TASK STATEMENT
Can you reproduce every one of the items below word for word, keeping them in the order shown?

[Stored items]

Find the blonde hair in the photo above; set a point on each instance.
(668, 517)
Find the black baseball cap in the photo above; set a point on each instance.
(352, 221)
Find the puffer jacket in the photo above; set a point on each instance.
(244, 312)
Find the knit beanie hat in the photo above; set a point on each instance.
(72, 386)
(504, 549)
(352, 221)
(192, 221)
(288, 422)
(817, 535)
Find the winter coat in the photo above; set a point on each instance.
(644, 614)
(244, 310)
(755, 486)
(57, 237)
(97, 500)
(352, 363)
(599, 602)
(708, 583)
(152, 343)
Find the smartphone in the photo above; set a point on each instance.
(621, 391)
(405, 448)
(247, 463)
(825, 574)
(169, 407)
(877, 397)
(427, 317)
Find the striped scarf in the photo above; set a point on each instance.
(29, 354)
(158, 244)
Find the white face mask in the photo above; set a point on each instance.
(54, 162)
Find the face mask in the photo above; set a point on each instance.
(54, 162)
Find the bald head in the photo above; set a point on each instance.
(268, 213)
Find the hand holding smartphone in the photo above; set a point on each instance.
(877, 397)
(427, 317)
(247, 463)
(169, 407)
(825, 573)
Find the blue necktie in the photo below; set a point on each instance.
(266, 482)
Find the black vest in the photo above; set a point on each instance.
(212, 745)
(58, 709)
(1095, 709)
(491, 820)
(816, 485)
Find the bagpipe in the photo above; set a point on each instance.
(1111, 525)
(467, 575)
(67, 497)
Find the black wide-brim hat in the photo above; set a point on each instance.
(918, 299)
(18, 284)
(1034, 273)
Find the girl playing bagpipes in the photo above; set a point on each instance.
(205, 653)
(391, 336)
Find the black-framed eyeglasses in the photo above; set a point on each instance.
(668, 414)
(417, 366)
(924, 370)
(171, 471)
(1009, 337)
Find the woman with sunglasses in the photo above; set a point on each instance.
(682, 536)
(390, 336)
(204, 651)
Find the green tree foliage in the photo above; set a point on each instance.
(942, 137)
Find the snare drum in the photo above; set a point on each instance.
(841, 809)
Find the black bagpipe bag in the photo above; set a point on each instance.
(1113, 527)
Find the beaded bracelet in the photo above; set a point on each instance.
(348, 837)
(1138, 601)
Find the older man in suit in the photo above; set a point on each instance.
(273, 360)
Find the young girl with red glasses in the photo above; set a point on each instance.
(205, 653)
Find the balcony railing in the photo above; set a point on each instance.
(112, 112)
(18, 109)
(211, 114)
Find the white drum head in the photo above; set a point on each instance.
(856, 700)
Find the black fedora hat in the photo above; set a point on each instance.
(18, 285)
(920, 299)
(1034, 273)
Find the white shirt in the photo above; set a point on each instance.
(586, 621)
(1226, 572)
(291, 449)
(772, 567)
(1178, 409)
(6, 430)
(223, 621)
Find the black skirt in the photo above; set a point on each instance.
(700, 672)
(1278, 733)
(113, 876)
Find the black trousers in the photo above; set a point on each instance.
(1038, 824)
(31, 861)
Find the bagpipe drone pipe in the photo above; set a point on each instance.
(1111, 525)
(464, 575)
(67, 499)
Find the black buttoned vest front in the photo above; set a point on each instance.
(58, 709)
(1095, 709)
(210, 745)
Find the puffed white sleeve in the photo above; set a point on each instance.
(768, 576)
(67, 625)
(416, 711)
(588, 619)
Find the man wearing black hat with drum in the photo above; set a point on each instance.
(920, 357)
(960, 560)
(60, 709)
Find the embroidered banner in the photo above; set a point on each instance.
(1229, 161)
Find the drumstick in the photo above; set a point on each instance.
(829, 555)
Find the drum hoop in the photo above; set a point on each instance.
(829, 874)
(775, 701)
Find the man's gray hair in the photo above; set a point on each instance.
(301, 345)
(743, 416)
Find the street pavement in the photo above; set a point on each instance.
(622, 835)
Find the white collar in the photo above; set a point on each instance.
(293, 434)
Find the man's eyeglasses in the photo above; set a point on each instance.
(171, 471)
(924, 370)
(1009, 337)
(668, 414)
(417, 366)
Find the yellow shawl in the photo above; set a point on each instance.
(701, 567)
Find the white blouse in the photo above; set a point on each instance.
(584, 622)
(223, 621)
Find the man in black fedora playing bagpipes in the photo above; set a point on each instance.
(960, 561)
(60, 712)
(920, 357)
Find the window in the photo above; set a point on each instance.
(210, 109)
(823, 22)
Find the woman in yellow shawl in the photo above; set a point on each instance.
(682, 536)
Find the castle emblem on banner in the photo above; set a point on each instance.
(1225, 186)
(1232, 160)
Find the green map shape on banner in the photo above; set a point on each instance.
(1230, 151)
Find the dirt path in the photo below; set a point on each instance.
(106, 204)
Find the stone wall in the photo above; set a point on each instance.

FULL ANSWER
Find the blonde hair in the photo above; set a point on each instance.
(668, 517)
Find the black baseball cap in the photo above; set a point on each instance.
(352, 221)
Find the puffer jacket in the photo above; set a point on each instance.
(244, 312)
Find the knit beanie hat in the photo above; set a point on each instance.
(72, 386)
(504, 549)
(352, 221)
(192, 221)
(288, 422)
(817, 535)
Find the winter coat in the photo above; set a point on each instance.
(644, 614)
(244, 310)
(755, 486)
(57, 237)
(97, 500)
(352, 363)
(599, 602)
(708, 583)
(152, 343)
Find the smartphone in the photo above; set a point on each instance.
(621, 391)
(405, 448)
(247, 463)
(825, 574)
(169, 407)
(877, 397)
(427, 317)
Find the striped scarf in the photo above; set a point on each instance.
(29, 354)
(158, 244)
Find the white face mask in the photo above; set a point on each instance.
(54, 162)
Find the face mask in the photo above; set a point on each instance.
(54, 162)
Find the bald head in the photo above; set a point on each instance.
(268, 213)
Find the hand holding smartphone in the photo above; set a point on each instance.
(877, 397)
(427, 317)
(247, 463)
(169, 407)
(825, 573)
Find the blue necktie in the photo below; set a point on each instance.
(266, 482)
Find the black vest in the photo above; set a point on each instance.
(212, 745)
(58, 709)
(1095, 709)
(491, 820)
(816, 485)
Find the bagpipe in the photo above; set a point on each instance.
(1111, 525)
(467, 575)
(67, 497)
Find the black wide-brim hat in the photo above; set a point on each instance.
(918, 299)
(18, 284)
(1034, 273)
Find the girl playing bagpipes in the photo above; set a point on each instance.
(205, 653)
(391, 336)
Find the black-framed eyeglasses in the photo above; set a point on each instance.
(668, 414)
(417, 366)
(924, 370)
(171, 471)
(1009, 337)
Find the woman with sunglasses in the photo above; set a point on each instance.
(682, 536)
(390, 336)
(204, 651)
Find the green tree foliage in the photo above; set a point on each instance.
(942, 137)
Find the snare drum in the photo above; set a point on each instance.
(841, 809)
Find the black bagpipe bag in the photo above; set a point on each instance.
(1113, 527)
Find the beaded bracelet in the photo above; set a point on each instance.
(348, 837)
(1138, 601)
Find the older man in suit in the photo above; set a point on each instance.
(273, 360)
Find the young girl with red glasses in the photo above; set a point on each instance.
(205, 653)
Find the balcony railing in the photo above; set a point on each instance.
(112, 112)
(18, 109)
(211, 114)
Find the white drum head in the photo above; set a point on each instance.
(856, 700)
Find the black fedora hat in the photo above; set a point on each instance.
(18, 285)
(920, 299)
(1034, 273)
Find the white shirt in the photo above; set a point on each instance.
(586, 621)
(1226, 572)
(291, 449)
(772, 567)
(1178, 409)
(6, 430)
(223, 621)
Find the black skirt in the photo above; set a point on each instance.
(700, 672)
(1278, 733)
(113, 876)
Find the black trousers in the photo above; set a point on each instance.
(1038, 824)
(31, 861)
Find the bagpipe drone pipe in the photo above; set a point on each instance.
(1111, 525)
(464, 575)
(67, 499)
Find the black buttoned vest front in the photo above; set a point on each instance.
(58, 709)
(1095, 709)
(210, 745)
Find the puffed white sleeve in the photo above; set a point on each instance.
(768, 576)
(67, 625)
(416, 711)
(588, 619)
Find the man wearing black hat with drum in the photo above; set a point on each instance.
(920, 357)
(960, 560)
(60, 709)
Find the embroidered banner in the photo above; set a point on each instance.
(1229, 161)
Find the drumstick in the photo above; set a point on each instance.
(829, 555)
Find the drum hoop in the photo above; set a point on each instance.
(829, 874)
(775, 701)
Find the man's gray hair in the photo above; set a point on each instance.
(301, 345)
(743, 416)
Find the street pavement in the photo above; set a point on each instance.
(622, 835)
Find the white collar in the photo above; set a point on each instance.
(293, 434)
Find the man's eyeglasses in the photo above; set a point on each instance.
(171, 471)
(924, 370)
(1009, 337)
(668, 414)
(417, 366)
Find the yellow shawl in the photo above; set a point on each instance.
(701, 567)
Find the white blouse in the photo above; set a point on each instance.
(584, 622)
(223, 621)
Find the man in black fedora playing bagpipes in the photo above; set a point on each instance.
(960, 561)
(60, 712)
(920, 357)
Find the window in the photo above; set a point on each instance.
(210, 109)
(823, 22)
Find the woman in yellow shawl in the photo above; set a point on each instance.
(682, 536)
Find the castle emblem on banner in the photo above; set a point on each instance.
(1225, 186)
(1232, 160)
Find the green map shape on banner in the photo above; set a point on each instance.
(1230, 151)
Find the dirt path in the photo below; set a point on each instance.
(106, 204)
Find the stone wall in the photo above; set a point on each instance.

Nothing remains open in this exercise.